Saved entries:
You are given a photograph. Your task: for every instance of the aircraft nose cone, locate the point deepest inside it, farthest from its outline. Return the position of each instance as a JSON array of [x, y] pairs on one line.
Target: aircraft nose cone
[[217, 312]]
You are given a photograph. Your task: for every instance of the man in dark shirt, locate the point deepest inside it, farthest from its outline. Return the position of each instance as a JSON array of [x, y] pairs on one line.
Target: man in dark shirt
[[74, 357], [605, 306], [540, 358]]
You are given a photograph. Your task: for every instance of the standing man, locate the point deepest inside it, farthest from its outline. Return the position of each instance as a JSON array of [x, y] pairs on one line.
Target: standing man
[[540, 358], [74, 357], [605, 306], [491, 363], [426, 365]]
...
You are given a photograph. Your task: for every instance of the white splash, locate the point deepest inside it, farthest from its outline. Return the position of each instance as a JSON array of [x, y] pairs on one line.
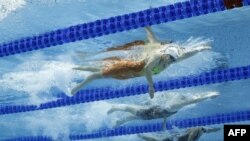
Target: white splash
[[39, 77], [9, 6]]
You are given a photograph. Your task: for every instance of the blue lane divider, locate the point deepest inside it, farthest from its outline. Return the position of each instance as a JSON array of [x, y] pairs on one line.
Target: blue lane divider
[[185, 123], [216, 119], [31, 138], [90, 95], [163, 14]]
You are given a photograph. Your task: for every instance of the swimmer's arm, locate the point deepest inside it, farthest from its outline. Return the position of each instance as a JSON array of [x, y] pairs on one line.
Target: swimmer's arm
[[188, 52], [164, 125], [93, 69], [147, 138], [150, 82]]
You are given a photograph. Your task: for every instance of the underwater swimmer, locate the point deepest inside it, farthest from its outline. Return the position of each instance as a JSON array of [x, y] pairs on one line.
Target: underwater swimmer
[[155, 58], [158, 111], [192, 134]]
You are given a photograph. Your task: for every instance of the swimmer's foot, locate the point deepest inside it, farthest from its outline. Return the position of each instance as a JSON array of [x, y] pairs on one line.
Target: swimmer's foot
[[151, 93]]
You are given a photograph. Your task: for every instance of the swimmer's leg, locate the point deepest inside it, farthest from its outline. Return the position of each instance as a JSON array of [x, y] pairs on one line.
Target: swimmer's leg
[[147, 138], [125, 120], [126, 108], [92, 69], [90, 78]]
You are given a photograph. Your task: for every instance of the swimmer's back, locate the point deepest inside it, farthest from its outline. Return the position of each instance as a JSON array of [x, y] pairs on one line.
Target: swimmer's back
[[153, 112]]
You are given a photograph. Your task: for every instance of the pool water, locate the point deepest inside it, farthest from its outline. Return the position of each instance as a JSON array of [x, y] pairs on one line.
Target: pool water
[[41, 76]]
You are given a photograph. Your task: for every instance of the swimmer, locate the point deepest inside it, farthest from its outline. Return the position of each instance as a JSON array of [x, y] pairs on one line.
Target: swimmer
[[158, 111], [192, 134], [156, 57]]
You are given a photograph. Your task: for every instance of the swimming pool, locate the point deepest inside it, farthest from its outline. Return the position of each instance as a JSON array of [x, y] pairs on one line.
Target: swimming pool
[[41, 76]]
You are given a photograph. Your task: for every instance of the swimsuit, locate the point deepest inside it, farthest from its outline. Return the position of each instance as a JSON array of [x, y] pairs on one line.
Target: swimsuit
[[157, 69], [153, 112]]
--
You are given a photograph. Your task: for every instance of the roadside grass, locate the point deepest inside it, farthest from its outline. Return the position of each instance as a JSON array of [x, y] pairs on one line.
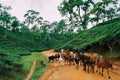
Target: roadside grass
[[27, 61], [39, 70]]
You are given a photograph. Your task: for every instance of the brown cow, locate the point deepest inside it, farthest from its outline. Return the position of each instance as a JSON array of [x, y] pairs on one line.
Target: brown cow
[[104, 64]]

Task instructions: Retype the records above, but only those lines that fall between the line containing "of the aircraft" and the line containing "dark shirt, locate", with both of those lines included, exactly as written.

Task result:
You are given a photograph. Your task: for every instance of the aircraft nose cone, locate the point deepest inside it, farthest from its outline. Return the position of each instance as a JSON array of [x, y] pairs on one line.
Target: aircraft nose cone
[[217, 312]]
You are given a photograph. Your task: for every instance of the man in dark shirt, locate the point deepest inside it, farthest from its outline. Return the position of each instance as a JSON array of [x, y] pairs on one line.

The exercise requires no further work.